--- Required work ---
Copy the records below, replacing every "coordinates" with "positions" and leaving everything else unchanged.

## begin Data for this exercise

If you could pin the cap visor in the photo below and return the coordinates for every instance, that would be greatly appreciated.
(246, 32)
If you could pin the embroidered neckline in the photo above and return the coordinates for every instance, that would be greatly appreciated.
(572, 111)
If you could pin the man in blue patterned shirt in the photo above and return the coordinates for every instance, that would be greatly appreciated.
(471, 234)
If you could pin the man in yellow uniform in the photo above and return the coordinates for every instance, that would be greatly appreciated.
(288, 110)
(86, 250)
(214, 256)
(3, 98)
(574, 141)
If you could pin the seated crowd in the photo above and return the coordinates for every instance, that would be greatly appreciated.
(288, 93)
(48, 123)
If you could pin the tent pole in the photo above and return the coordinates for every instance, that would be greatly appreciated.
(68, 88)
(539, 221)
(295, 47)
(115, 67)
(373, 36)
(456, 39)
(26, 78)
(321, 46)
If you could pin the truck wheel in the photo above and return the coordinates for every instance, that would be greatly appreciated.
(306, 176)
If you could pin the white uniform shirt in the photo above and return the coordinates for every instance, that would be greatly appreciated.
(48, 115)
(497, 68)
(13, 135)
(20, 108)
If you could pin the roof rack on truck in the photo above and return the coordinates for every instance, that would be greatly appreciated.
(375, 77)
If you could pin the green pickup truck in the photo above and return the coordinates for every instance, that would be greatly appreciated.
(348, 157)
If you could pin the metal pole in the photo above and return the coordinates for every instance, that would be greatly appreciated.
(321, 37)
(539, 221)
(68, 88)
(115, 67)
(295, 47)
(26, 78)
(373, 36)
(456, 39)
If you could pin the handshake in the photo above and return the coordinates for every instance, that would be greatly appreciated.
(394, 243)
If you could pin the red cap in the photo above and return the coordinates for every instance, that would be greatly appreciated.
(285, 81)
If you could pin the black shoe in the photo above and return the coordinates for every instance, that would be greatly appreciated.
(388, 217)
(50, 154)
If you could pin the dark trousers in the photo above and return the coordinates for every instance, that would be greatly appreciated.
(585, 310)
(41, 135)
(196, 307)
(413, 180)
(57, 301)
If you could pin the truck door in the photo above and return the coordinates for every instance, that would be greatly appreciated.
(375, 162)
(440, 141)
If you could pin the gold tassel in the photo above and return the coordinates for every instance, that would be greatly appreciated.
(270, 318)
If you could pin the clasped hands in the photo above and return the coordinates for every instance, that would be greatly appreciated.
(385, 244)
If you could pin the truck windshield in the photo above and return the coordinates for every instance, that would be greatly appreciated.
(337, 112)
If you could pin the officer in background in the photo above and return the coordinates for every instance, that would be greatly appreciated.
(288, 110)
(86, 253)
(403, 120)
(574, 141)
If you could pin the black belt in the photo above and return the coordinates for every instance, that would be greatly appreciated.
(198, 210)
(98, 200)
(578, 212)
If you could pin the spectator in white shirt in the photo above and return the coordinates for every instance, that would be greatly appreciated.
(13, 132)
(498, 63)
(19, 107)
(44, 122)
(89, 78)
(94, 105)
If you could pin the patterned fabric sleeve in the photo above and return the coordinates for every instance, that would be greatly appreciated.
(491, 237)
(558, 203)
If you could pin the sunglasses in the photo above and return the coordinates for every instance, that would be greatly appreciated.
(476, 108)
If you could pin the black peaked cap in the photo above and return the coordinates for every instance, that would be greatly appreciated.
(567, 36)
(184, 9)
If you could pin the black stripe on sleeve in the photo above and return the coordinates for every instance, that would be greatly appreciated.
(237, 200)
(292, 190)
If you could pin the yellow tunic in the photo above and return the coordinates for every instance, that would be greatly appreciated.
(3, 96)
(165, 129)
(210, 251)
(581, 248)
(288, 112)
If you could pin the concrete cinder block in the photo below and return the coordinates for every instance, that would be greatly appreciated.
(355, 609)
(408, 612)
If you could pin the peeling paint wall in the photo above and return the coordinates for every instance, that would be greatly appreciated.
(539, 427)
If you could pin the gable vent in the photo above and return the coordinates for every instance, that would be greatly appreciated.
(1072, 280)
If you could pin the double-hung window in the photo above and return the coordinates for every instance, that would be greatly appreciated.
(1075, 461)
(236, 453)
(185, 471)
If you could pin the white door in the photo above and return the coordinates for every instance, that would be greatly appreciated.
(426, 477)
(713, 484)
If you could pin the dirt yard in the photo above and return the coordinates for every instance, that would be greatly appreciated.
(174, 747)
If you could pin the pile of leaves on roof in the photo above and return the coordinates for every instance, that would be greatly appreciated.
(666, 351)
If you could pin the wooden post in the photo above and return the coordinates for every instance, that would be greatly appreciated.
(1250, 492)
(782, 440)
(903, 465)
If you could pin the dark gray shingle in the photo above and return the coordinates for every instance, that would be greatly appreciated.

## end Data for this exercise

--- Output for this task ---
If you could pin the cap visor in the photo below and return the positions for every instance, that would be greatly appreciated.
(246, 32)
If you could pin the embroidered neckline in the photo above and return the positions for every instance, that would be greatly appreciated.
(572, 111)
If you could pin the man in blue patterned shirt in the photo above and return the positions for every instance, that would be greatly appreciated.
(471, 234)
If you could pin the man in yellow uniform in the photo above and return the positions for every instance, that would be greatly appreciated.
(288, 110)
(86, 250)
(214, 256)
(3, 98)
(574, 141)
If you could pin the seated crowd in the photo above and return the positions for every instance, that would be greatly appreciated.
(288, 93)
(48, 123)
If you could pin the tent pole in the photo above and return the positions for every instance, that would be greatly appreciated.
(68, 88)
(539, 221)
(295, 47)
(115, 67)
(373, 36)
(456, 39)
(26, 78)
(321, 46)
If you could pin the truck wheel in the photo above and return the positions for every instance, that would be greatly appreciated.
(306, 176)
If you could pin the white uniform shirt in the photo above and return the positions for every instance, that would be greatly appreciated.
(48, 115)
(497, 68)
(13, 135)
(20, 108)
If you could pin the roof rack on truck in the photo above and return the positions for every instance, that would be greatly appreciated.
(375, 77)
If you could pin the green pickup truck in the photo above and return the positions for every instance, that would be greatly appreciated.
(348, 157)
If you could pin the metal pole in the photo above and return the positions for every instance, that would be greatly appreciated.
(321, 37)
(539, 221)
(68, 88)
(115, 67)
(295, 47)
(26, 78)
(373, 36)
(456, 39)
If you could pin the handshake in the photo above and return the positions for every instance, that would be greatly appreciated.
(394, 243)
If you could pin the red cap in the photo above and return the positions for every instance, that would be greatly appreciated.
(285, 81)
If you could pin the black shoe in the photo above and return the positions for every instance, that would be greatly appreciated.
(388, 217)
(50, 154)
If you could pin the dark trousers in the photo above and return the positions for every instance, that would be greatly appreciated.
(585, 310)
(41, 135)
(196, 307)
(413, 180)
(57, 301)
If you could pin the truck door in the photo above and return the positions for every instance, that would be greatly appreciated.
(375, 162)
(440, 141)
If you could pin the gold tassel in the photo above and return the positions for every instance, that would be greatly appreciated.
(270, 318)
If you could pin the clasped hands in the photo above and return the positions for every instance, that would be greatly appreciated.
(385, 244)
If you could pin the truck windshield in the photo above and return the positions for every instance, that would be greatly appreciated.
(337, 112)
If you could pin the officer in background in the photo above and return the positions for every instance, that would be greatly appreciated.
(288, 110)
(86, 253)
(403, 120)
(574, 141)
If you could pin the black belt in the photo above and return the positions for every instance, that would be greatly appreciated.
(198, 210)
(98, 200)
(578, 212)
If you could pin the spectator in white shirt in the photo above and return the positions for every instance, that would be greatly appreciated.
(13, 132)
(498, 63)
(19, 107)
(44, 122)
(89, 78)
(94, 105)
If you could pin the patterned fabric sleeve in the photo above and return the positions for every instance, that would be greatly appreciated.
(491, 237)
(558, 203)
If you could pin the sunglasses in the photo above and return the positions for every instance, that would be greatly appreciated.
(476, 108)
If you could pin the black peaked cap in the photo above and return the positions for every instance, that would be greatly appreciated.
(567, 36)
(184, 9)
If you could pin the black stripe on sleeve in the photo above and return the positions for every instance, that would be greatly appreciated.
(237, 200)
(292, 190)
If you could pin the yellow tunic in the photo above and return the positions for every instance, that would be greatly appreciated.
(3, 96)
(165, 129)
(210, 251)
(581, 248)
(288, 112)
If you could pin the concrete cinder block in the photo below and return the positions for every instance, that would be greatly appreciated.
(355, 609)
(408, 612)
If you could pin the peeling paint wall in the photo above and return the positions for every instance, that would be greatly appreciated.
(539, 427)
If you could pin the gable vent in the photo above and return the positions for every instance, that would be greatly appreciated.
(1072, 280)
If you could pin the double-hung window in the photo above and return the positions for every instance, that would be greatly appreciated.
(1075, 461)
(236, 453)
(185, 471)
If you could pin the white door in the photo above and return the positions for every instance, that would be greatly appreciated.
(426, 477)
(713, 484)
If you could pin the dirt yard in the photo above and return the positions for every instance, that would be greatly appreciated.
(174, 747)
If you could pin the pile of leaves on roof in the photo above and return the positions for every instance, that would be greatly appreciated.
(666, 351)
If you could pin the wooden post in the photo above and return the positions for every instance, that would be greatly appreciated.
(1250, 492)
(782, 440)
(903, 465)
If you could pin the dark gray shingle in the photo above and return the positions for every instance, that would be greatly appreciated.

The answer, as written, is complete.